** Begin **
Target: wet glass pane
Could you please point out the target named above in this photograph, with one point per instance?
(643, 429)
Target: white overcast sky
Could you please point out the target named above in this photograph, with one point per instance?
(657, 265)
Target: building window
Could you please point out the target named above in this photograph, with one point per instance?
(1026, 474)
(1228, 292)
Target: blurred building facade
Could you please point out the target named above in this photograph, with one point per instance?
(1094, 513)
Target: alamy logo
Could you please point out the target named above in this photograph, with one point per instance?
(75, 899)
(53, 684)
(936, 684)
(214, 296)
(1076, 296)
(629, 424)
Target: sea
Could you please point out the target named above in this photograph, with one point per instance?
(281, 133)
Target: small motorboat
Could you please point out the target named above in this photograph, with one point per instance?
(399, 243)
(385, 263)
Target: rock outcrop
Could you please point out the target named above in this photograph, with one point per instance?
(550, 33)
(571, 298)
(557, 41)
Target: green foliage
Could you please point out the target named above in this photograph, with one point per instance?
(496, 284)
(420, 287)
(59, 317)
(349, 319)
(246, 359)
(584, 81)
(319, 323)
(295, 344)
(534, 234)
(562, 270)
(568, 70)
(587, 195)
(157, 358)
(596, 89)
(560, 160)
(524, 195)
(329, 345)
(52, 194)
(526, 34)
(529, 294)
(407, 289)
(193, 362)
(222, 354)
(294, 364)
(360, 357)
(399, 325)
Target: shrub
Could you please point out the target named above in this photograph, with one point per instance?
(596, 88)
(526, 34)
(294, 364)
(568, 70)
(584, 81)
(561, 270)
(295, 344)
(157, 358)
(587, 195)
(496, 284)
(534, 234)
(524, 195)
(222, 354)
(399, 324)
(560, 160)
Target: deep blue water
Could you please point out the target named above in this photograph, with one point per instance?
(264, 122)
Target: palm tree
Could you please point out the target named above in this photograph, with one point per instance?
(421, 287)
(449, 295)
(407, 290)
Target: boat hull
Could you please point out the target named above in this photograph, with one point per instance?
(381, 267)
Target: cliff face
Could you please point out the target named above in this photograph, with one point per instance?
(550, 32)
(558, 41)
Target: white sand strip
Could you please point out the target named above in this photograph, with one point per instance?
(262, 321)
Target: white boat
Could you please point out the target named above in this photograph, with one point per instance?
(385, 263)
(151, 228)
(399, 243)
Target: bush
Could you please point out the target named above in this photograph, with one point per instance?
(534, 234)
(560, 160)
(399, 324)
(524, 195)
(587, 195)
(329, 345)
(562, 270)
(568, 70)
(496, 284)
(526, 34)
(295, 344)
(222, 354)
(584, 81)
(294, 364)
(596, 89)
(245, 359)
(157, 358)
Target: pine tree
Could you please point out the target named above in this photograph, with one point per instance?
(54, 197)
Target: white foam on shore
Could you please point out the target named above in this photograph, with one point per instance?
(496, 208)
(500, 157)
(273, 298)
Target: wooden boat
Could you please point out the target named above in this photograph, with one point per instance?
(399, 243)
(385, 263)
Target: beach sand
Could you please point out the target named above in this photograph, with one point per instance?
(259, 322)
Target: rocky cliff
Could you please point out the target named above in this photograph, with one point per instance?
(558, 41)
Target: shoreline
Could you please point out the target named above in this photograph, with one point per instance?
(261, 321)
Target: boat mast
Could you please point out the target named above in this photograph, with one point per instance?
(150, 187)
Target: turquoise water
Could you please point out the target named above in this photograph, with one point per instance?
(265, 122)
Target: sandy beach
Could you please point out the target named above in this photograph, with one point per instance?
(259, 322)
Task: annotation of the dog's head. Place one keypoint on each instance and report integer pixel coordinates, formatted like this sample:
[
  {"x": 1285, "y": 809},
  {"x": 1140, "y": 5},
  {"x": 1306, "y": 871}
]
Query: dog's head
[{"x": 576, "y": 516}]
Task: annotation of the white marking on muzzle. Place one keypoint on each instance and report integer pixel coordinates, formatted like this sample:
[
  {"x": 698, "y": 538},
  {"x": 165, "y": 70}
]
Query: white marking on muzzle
** End **
Please update the rows above by replacing "this photograph" with "this image" everywhere it occurs, leaving everything else unchanged.

### Answer to this exercise
Target: wet glass pane
Could you please point out the target named above in this image, with one point per instance?
(643, 429)
Target: white overcast sky
Could you please point out the target named above in this image, with one point per instance?
(657, 265)
Target: building window
Could you please point out the target named above in this image, with one point per instance?
(1026, 474)
(1228, 292)
Target: blurred building facade
Could you please point out the target named above in this image, with one point per instance?
(1094, 513)
Target: alamy logo
Could you please point out the target named above in this image, with one point per instance?
(75, 899)
(53, 684)
(936, 684)
(214, 296)
(1076, 296)
(629, 424)
Target: sea
Could you please point out the target named above in this image, with one point per instance?
(281, 133)
Target: small motorboat
Could you please point out the target named above in this image, with one point per instance?
(399, 243)
(385, 263)
Target: rock outcrop
Could you please point out the target named above in this image, with one point per instance?
(550, 33)
(571, 298)
(557, 41)
Target: green foliage
Could you please point out the target named above in this image, with one point per instance?
(496, 284)
(420, 287)
(59, 317)
(349, 319)
(246, 359)
(584, 81)
(319, 323)
(295, 344)
(534, 234)
(562, 270)
(568, 70)
(587, 195)
(157, 358)
(596, 89)
(560, 160)
(524, 195)
(329, 345)
(52, 194)
(526, 34)
(529, 294)
(407, 289)
(193, 362)
(222, 354)
(294, 364)
(360, 357)
(399, 325)
Target: shrub
Could you please point out the target named above in this image, with one point per instance?
(596, 88)
(526, 34)
(294, 364)
(568, 70)
(584, 81)
(561, 270)
(295, 344)
(157, 358)
(587, 195)
(496, 284)
(534, 234)
(524, 195)
(222, 354)
(399, 324)
(560, 160)
Target: deep blue water
Could you please point out the target named above in this image, with one point per instance?
(264, 122)
Target: palm tree
Could you please point out the target named above in this image, with one point per instance?
(421, 287)
(449, 295)
(407, 290)
Target: boat hull
Could you please point out the target named above in this image, with one point per instance?
(381, 267)
Target: cliff face
Could you please point out the target named above in this image, with one point per instance?
(550, 32)
(558, 41)
Target: white sand strip
Could you please point out the target named above in this image, with one point per instance?
(262, 321)
Target: white boat
Could you please point out the target named above in this image, with one point per instance?
(385, 263)
(151, 228)
(399, 243)
Target: bush
Could you please point out the target named above in this image, with one point per instance?
(534, 234)
(560, 160)
(399, 324)
(524, 195)
(587, 195)
(329, 345)
(562, 270)
(568, 70)
(496, 284)
(526, 34)
(295, 344)
(222, 354)
(584, 81)
(294, 364)
(596, 89)
(245, 359)
(157, 358)
Target: pine tree
Could you please point out the target named above in this image, with one point per instance?
(54, 197)
Target: white foam on shore
Could you please point out the target named above in this image, with one point per instance?
(496, 208)
(500, 157)
(273, 298)
Target: wooden boat
Could you please point out the target named above in this image, with one point per instance?
(399, 243)
(385, 263)
Target: beach sand
Could you please point out the target named above in this image, with one point per instance?
(259, 322)
Target: rocky cliff
Could you please point out the target named above in this image, with one point per instance?
(558, 41)
Target: shoreline
Could you please point out the target named above in this image, with one point per instance?
(261, 321)
Target: boat mast
Could you please point out the target named above in this image, with one point per instance?
(150, 187)
Target: turquoise water
Could you please point out the target named above in this image, with one point per instance?
(265, 122)
Target: sandy beach
Could you please point out the target named above in this image, with one point per instance?
(259, 322)
Task: annotation of the dog's head. Place one keypoint on each instance and report integer pixel coordinates, formatted like this sample:
[
  {"x": 1285, "y": 809},
  {"x": 1140, "y": 5},
  {"x": 1306, "y": 871}
]
Query: dog's head
[{"x": 576, "y": 516}]
Task: annotation of the white marking on muzzle. Place one keypoint on each instance and report integer pixel coordinates, formatted like this sample:
[
  {"x": 698, "y": 538},
  {"x": 165, "y": 70}
]
Query: white marking on muzzle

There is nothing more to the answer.